— START OF PROVIDED RECORDS —
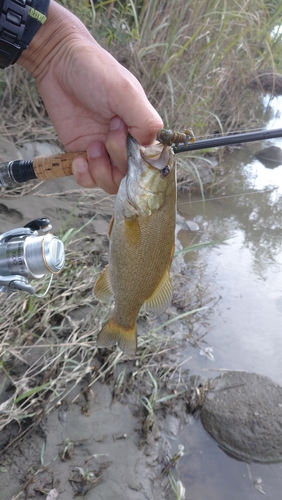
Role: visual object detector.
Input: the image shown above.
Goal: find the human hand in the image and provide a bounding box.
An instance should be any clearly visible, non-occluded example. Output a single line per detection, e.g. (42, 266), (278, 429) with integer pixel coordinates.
(18, 0), (163, 194)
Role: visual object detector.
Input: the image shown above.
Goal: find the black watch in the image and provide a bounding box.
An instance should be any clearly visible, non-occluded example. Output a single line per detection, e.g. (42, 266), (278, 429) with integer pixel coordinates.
(0, 0), (50, 69)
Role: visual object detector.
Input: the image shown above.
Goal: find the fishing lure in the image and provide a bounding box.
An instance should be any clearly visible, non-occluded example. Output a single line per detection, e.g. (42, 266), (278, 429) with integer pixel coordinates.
(157, 128), (196, 147)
— END OF PROVIDED RECORDS —
### [WHAT THIS TASK INVOLVES]
Can you return every line of the records above verbatim, leaving out the pictures?

### [TASK RESULT]
Role: visual object detector.
Input: the image shown above.
Goal: find the human hand in the image and provide a bounding box.
An instance should be any clearly visible, non-occluded example. Output a single line per detection, e.g. (42, 266), (278, 429) with integer pixel coordinates.
(18, 0), (163, 194)
Role: visual object detector.
Input: the image shown above.
Goal: find the black watch in the image and provide a bounding box.
An instance should be any clearly visible, non-occluded example. Output a single line per detection, e.g. (42, 266), (278, 429) with integer pixel coordinates.
(0, 0), (50, 69)
Role: visual object detector.
Input: the image shown above.
Goal: find the fishing lure in the image and provide a bounding box.
An instance should be any clearly visible, non-occluded example. Output a single line per detection, e.g. (42, 266), (278, 429) with integer pixel coordinates.
(157, 128), (196, 147)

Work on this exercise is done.